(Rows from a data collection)
start

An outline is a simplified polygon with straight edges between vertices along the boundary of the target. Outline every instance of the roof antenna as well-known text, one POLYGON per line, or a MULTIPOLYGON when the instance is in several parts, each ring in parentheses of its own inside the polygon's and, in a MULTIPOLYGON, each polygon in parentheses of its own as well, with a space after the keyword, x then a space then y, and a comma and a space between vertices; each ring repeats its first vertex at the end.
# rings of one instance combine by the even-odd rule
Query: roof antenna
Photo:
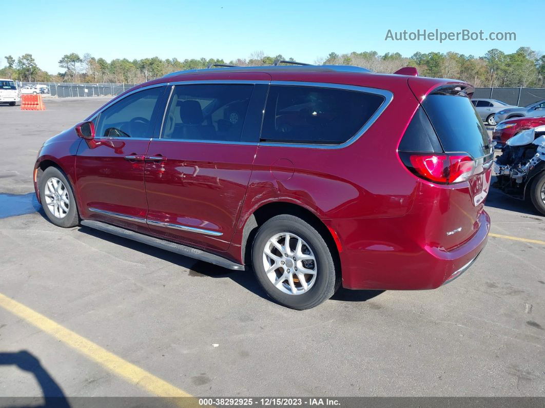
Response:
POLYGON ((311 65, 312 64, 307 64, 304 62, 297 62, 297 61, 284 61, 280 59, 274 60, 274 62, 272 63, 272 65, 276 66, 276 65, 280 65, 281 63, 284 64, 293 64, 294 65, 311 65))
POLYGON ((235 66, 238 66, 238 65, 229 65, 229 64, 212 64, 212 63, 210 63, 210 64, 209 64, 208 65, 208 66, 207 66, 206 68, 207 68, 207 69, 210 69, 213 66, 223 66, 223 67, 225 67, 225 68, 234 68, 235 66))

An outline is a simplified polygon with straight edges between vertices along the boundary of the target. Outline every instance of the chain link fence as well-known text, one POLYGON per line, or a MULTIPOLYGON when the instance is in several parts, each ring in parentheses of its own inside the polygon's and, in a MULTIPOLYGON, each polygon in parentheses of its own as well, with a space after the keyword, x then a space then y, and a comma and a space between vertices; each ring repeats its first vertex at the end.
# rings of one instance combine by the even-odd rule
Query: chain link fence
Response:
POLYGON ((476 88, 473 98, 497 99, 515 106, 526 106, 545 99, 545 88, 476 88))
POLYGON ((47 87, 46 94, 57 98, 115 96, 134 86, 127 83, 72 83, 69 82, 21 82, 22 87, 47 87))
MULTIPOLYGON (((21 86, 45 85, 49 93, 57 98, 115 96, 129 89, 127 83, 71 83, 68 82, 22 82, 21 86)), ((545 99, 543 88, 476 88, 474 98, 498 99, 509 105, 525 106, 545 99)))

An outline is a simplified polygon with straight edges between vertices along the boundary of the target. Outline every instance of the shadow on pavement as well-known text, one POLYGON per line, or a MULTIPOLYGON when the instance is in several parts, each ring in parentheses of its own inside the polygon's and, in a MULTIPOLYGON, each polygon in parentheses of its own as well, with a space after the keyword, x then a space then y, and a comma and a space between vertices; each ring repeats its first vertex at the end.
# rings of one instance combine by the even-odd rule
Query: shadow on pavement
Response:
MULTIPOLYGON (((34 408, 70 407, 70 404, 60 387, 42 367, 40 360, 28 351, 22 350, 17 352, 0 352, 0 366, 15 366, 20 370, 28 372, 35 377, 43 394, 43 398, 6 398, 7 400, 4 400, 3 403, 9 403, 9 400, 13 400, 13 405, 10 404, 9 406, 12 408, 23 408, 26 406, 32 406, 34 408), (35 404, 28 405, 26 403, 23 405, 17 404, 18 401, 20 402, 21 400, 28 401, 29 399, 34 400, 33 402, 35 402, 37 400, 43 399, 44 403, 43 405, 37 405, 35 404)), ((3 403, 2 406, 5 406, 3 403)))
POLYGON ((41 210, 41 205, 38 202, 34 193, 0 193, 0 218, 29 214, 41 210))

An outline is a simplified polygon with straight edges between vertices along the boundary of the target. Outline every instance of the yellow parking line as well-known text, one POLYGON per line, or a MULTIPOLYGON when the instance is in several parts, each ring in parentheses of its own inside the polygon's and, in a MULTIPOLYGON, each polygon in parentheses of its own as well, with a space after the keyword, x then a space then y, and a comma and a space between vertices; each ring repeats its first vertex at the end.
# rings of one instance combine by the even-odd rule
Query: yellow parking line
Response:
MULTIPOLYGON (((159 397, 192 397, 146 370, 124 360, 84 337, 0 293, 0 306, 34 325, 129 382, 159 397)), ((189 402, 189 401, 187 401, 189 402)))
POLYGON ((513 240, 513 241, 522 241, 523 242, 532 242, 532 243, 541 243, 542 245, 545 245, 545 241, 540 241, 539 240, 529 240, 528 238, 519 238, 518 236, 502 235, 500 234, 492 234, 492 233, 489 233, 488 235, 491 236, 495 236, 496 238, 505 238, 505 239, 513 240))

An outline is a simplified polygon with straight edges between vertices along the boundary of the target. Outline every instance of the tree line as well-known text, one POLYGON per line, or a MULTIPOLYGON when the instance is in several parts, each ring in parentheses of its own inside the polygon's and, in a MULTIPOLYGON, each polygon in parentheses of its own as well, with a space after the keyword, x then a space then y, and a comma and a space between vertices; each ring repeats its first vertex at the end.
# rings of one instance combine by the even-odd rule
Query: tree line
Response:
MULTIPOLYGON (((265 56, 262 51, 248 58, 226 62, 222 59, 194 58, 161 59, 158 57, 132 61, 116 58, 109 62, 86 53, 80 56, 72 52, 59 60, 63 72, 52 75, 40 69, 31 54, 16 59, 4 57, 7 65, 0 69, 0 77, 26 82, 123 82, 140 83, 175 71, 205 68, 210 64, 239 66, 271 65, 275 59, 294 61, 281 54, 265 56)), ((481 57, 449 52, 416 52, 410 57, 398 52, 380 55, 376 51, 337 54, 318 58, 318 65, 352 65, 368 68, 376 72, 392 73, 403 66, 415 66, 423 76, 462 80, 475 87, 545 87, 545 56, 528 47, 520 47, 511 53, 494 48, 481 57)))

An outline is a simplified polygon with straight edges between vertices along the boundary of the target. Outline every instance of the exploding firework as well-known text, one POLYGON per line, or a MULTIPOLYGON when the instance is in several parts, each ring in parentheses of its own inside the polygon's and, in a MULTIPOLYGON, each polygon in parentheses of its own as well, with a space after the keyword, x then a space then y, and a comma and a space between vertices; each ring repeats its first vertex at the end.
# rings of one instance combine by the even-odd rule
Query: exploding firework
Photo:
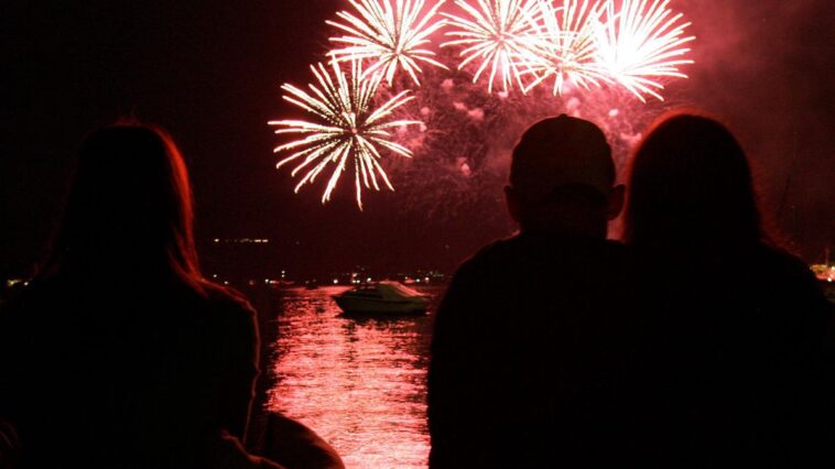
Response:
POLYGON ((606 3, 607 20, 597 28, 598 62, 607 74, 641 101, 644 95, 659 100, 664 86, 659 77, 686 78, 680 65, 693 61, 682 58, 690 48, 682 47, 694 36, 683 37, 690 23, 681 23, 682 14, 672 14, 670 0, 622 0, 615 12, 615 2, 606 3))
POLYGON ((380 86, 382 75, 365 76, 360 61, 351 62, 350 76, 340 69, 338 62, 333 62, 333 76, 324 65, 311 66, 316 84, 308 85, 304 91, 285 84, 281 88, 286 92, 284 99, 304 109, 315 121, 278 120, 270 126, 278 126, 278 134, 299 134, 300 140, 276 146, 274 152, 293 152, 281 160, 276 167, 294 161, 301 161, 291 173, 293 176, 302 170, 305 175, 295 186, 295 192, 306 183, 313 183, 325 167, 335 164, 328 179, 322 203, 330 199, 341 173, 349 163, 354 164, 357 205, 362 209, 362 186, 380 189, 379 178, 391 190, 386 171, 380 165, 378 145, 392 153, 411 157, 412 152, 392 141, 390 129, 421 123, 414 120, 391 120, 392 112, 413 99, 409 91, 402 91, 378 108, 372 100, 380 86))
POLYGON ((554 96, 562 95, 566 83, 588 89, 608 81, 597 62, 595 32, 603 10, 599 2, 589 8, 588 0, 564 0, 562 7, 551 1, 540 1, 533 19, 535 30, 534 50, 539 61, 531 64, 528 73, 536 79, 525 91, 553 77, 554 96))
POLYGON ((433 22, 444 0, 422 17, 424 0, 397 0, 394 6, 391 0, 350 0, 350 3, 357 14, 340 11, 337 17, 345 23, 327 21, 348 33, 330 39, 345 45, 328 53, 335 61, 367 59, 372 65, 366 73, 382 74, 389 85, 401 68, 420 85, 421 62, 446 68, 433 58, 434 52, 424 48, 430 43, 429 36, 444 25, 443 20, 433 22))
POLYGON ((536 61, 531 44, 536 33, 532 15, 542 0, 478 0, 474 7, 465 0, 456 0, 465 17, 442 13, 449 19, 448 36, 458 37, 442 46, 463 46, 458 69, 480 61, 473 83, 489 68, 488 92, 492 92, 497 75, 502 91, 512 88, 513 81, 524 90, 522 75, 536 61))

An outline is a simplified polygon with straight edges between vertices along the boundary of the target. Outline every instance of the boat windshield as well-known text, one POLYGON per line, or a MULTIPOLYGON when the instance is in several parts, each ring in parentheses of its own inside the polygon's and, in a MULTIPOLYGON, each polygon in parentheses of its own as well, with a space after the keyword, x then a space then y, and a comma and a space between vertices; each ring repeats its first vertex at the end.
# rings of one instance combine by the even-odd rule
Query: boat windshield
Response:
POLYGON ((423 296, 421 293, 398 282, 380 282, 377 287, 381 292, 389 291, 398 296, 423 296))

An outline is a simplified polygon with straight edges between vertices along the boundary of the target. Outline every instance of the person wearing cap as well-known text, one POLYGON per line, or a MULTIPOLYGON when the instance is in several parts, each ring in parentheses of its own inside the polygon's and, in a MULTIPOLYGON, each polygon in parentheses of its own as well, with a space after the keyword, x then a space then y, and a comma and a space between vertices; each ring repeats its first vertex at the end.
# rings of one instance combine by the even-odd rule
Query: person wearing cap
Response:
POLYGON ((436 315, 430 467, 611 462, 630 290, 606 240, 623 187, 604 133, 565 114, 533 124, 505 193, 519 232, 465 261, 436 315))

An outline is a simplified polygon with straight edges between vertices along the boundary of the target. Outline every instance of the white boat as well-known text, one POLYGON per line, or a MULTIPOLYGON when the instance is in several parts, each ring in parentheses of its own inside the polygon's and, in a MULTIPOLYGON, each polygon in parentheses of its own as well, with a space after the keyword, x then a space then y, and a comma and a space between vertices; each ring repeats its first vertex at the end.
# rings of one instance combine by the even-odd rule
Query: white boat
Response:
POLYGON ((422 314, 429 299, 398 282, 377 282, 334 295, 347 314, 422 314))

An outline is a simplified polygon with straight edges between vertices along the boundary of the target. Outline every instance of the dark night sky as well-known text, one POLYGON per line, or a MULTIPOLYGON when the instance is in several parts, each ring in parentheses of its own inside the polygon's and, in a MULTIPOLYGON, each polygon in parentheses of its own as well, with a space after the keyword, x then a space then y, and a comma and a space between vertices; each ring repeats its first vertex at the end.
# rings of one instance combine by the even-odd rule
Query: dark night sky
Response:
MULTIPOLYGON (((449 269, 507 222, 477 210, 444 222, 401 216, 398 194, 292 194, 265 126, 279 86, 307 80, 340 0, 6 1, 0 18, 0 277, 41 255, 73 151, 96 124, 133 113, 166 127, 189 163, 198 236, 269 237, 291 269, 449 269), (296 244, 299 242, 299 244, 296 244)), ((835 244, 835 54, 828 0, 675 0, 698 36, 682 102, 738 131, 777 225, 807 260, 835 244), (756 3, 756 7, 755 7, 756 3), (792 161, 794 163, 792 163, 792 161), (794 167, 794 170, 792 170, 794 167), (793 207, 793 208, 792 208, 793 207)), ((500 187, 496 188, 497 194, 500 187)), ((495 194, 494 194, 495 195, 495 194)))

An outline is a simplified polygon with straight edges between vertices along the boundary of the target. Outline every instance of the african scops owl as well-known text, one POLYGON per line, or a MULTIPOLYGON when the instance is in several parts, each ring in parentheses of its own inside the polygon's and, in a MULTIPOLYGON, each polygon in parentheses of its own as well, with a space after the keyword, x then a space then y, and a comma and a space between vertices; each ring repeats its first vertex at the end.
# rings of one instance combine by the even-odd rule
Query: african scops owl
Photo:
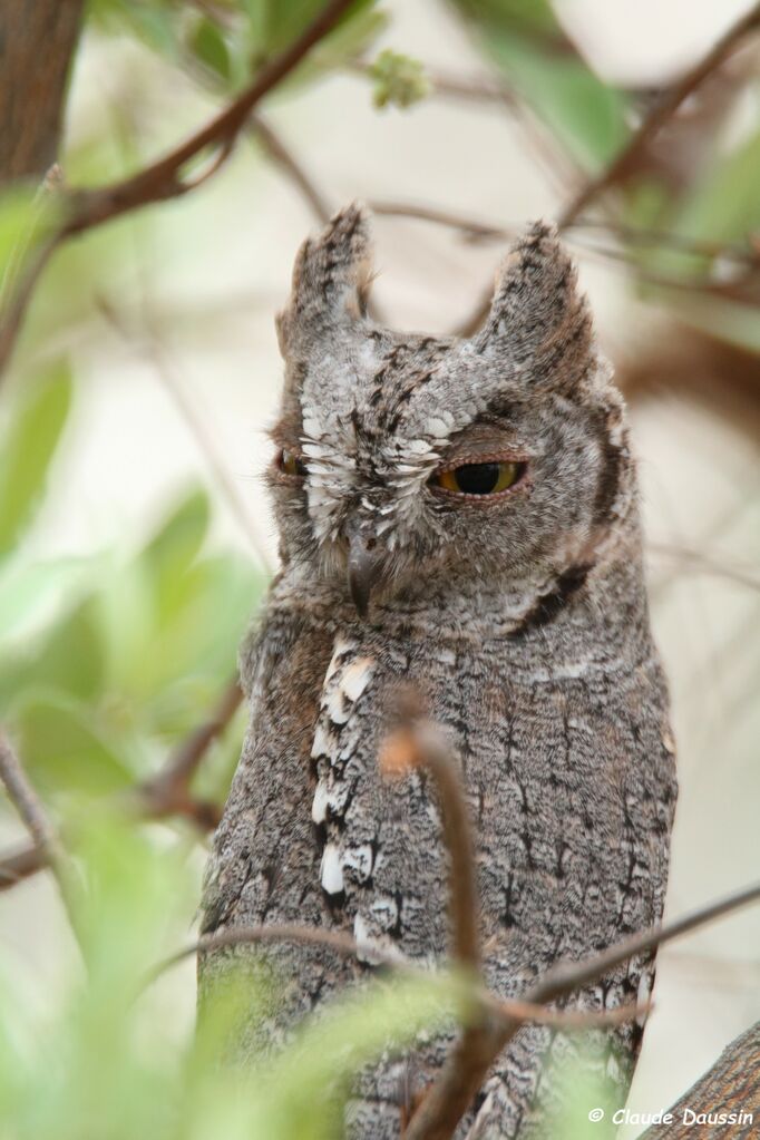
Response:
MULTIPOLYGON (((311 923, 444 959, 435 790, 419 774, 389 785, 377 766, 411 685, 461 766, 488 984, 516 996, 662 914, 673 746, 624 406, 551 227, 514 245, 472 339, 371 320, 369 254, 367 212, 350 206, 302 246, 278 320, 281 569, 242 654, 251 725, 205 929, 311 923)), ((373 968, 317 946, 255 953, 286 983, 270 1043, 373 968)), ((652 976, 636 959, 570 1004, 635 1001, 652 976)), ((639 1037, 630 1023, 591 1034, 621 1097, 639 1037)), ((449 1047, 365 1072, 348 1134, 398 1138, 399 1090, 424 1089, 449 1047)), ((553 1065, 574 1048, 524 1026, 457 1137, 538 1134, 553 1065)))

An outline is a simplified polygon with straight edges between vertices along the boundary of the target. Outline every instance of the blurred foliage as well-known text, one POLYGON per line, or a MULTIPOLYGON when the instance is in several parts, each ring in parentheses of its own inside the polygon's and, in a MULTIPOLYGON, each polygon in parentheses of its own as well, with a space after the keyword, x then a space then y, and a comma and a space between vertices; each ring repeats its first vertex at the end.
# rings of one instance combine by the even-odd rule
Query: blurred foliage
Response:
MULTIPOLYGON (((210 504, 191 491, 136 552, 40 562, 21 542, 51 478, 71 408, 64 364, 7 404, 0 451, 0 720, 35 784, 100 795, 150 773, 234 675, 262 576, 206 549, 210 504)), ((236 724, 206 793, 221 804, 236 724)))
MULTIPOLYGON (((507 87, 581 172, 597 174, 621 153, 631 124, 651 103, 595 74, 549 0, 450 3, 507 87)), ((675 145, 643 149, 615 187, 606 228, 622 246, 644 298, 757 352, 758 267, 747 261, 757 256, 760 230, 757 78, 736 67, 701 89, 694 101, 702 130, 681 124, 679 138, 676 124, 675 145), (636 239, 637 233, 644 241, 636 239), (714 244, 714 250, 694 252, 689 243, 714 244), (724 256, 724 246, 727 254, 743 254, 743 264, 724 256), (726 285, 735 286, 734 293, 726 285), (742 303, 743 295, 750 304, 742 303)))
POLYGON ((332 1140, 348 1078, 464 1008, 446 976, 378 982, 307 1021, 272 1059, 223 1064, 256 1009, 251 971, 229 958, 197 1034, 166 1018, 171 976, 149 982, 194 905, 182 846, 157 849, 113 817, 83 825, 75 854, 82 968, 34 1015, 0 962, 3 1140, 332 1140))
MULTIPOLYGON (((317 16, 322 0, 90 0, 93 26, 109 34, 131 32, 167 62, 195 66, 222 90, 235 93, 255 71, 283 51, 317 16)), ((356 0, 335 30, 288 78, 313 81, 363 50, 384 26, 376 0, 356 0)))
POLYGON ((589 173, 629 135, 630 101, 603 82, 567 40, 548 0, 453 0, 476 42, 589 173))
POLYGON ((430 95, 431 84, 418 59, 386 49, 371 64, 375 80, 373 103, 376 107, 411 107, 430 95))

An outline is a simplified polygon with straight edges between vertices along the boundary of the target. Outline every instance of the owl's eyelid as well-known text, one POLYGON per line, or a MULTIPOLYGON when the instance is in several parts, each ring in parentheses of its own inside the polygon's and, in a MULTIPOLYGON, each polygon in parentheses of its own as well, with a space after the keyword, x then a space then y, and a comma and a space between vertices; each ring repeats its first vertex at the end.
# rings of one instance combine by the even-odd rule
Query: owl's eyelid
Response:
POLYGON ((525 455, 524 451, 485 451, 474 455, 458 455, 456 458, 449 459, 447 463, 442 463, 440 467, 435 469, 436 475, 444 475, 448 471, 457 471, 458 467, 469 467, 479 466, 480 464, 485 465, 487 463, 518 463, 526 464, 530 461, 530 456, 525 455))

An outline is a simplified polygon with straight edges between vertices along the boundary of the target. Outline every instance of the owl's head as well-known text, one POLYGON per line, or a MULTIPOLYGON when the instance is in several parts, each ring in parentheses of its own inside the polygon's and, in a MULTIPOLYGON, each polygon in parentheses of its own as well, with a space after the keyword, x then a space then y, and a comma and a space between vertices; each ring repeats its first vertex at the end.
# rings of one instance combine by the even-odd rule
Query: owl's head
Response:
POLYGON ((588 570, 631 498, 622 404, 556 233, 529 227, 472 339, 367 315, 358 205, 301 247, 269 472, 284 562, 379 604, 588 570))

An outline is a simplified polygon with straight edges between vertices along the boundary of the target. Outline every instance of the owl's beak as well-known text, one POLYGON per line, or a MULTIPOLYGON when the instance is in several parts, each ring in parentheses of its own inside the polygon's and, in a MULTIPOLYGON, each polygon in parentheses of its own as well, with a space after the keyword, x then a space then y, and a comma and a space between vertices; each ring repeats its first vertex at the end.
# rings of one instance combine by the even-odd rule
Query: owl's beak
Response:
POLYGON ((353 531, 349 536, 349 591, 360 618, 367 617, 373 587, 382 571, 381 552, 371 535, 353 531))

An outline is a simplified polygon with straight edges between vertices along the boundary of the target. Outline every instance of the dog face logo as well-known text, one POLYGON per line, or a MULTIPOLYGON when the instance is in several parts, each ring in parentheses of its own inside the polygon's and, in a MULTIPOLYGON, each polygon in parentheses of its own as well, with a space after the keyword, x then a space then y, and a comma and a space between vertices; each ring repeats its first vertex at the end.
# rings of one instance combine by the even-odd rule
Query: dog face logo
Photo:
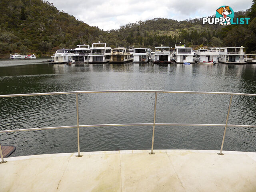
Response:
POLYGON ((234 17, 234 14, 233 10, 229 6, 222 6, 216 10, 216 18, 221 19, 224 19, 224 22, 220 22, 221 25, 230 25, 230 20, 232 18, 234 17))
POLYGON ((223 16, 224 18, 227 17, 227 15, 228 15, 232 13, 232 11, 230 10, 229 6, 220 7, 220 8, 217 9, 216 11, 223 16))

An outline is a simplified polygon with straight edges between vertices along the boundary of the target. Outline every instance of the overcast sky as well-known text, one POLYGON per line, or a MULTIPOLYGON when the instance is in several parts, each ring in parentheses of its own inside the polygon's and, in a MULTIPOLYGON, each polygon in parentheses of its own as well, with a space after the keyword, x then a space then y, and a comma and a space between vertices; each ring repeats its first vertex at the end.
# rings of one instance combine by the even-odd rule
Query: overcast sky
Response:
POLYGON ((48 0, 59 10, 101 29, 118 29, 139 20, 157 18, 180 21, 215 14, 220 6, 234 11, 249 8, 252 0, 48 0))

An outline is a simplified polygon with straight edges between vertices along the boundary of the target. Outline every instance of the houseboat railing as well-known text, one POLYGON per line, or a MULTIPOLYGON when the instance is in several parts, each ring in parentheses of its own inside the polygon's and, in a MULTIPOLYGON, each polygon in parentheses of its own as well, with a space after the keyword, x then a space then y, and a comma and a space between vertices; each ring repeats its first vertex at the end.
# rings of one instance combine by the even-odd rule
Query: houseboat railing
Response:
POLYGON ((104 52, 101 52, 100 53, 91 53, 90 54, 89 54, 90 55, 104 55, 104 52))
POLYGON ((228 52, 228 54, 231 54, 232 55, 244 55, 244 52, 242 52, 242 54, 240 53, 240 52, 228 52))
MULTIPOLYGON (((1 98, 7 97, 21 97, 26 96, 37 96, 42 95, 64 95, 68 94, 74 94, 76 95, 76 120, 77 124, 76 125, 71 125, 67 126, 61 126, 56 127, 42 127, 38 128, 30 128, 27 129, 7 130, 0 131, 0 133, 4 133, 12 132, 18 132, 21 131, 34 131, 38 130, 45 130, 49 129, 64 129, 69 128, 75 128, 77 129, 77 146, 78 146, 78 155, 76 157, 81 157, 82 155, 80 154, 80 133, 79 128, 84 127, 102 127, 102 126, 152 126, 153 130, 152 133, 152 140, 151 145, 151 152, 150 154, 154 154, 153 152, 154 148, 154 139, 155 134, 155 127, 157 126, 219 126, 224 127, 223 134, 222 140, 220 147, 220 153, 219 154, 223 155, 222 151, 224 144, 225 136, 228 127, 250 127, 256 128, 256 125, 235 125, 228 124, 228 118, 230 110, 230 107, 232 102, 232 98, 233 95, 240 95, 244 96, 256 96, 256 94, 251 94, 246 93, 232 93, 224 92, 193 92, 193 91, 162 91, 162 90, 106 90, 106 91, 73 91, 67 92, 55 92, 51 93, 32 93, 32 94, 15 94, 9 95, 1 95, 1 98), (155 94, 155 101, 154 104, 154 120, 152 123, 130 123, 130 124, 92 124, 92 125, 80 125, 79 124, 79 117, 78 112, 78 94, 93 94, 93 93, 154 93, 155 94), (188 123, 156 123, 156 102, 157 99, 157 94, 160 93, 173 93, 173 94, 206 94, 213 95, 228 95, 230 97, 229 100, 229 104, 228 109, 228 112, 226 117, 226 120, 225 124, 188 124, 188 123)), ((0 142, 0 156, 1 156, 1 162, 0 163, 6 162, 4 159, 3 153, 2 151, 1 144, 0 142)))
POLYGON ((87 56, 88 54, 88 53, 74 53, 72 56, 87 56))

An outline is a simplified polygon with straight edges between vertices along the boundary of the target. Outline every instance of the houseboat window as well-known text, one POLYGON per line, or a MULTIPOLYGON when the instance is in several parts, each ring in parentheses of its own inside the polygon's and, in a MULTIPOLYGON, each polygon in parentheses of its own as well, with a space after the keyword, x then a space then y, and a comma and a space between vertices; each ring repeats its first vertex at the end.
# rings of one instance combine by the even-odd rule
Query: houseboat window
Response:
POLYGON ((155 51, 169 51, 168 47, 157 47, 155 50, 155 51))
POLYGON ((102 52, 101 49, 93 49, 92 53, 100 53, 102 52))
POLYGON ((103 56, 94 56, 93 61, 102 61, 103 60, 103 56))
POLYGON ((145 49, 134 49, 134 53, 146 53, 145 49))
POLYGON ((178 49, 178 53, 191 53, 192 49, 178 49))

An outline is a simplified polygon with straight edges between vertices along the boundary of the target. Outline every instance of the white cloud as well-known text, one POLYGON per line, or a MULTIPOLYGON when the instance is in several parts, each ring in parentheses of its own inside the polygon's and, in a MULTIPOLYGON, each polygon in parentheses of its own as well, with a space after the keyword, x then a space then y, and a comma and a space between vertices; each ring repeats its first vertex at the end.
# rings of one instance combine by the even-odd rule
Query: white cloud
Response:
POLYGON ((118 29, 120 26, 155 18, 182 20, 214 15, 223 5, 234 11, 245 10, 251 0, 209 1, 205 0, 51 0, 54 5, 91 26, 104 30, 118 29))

end

Short exercise — Put the lines from the start of the rows through the line containing "POLYGON ((235 66, 238" into a JSON list of strings, one string per line, with blank lines omitted. Leave the pictures out of the answer.

Final result —
[
  "An outline is a simplified polygon with straight edges between vertices along the boundary of the target. Outline every instance of the roof antenna as well-known text, one POLYGON per line, or a MULTIPOLYGON when the instance is in several parts, each ring in parentheses of its own inside the polygon's and, in a MULTIPOLYGON, each polygon in parentheses of its own as well, with a space after the keyword, x then a space then y, and a comma and a space between vertices; each ring repeats its first vertex at the end.",
  "# rings of one instance combine by the even-odd rule",
  "Query: roof antenna",
  "Photo:",
  "Response:",
  "POLYGON ((311 65, 312 64, 307 64, 304 62, 297 62, 297 61, 284 61, 280 59, 274 60, 274 62, 272 63, 272 65, 276 66, 276 65, 280 65, 281 63, 284 64, 293 64, 294 65, 311 65))",
  "POLYGON ((235 66, 238 66, 238 65, 229 65, 229 64, 212 64, 212 63, 210 63, 210 64, 209 64, 208 65, 208 66, 207 66, 206 68, 207 68, 207 69, 210 69, 213 66, 223 66, 223 67, 225 67, 225 68, 234 68, 235 66))"
]